§ Selected text

Hello. I have autism anxiety and a muscle condition, i am fit to work etc. Been under a lot of stress exhaustion lately with like bereavement anniversarys (recent), family member having an operation done although not as major I Am extremely worriedand just really hieghtened my anxiety. So esssentlu been crying every evening but trying to keep a brave face for work. Work has caused some stress because essentky I'm scared I'm going to lose me job or no one wants me there after i guess just been unlucky with chest infections.
Today though id fell over and this left with Mr a cut to arm and headache went into work thinking I'll be okay with some paracetamol but it didn't help. Essentially ended up crying having a panic attack mild in front if the headteacher as she was called over to me by another member of staff. And she had sent he home saying you shouldn't have come in but by stuff then seemingly had popped off somewhere. But now I'm over thinking it all one is she annoyed? Two, is this going to pull me down? Three embarrassed.

§ Questions
A) Copy word for word the part of the post about the panic attack at work that opens with the words containing "Today though id" and closes with "down? Three embarrassed.".
B) Pick up the post about the panic attack at work after its final sentence and keep writing it.
The records after this post have nothing to do with it.

§ Material supplied

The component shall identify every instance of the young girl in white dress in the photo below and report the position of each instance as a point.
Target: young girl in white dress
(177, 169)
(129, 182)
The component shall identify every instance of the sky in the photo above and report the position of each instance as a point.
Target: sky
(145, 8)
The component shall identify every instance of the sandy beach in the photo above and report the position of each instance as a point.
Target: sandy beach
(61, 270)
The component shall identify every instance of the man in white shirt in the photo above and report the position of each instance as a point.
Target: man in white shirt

§ Task-by-task results
A)
Today though id fell over and this left with Mr a cut to arm and headache went into work thinking I'll be okay with some paracetamol but it didn't help. Essentially ended up crying having a panic attack mild in front if the headteacher as she was called over to me by another member of staff. And she had sent he home saying you shouldn't have come in but by stuff then seemingly had popped off somewhere. But now I'm over thinking it all one is she annoyed? Two, is this going to pull me down? Three embarrassed.

B)
But if guess with the headache and the stress anxiety it just happened. School are aware of my conditions, collegues are partly aware of the anxiety I've been under but one person is like you need to try and move on and get over it. What can i do? I almost feel a lot if today was due to faking it to long. I'm on meds. Do you reckon they'll just find a way of booting me out.
My anxiety makes me not want to work but i need to work and having this job matters to me.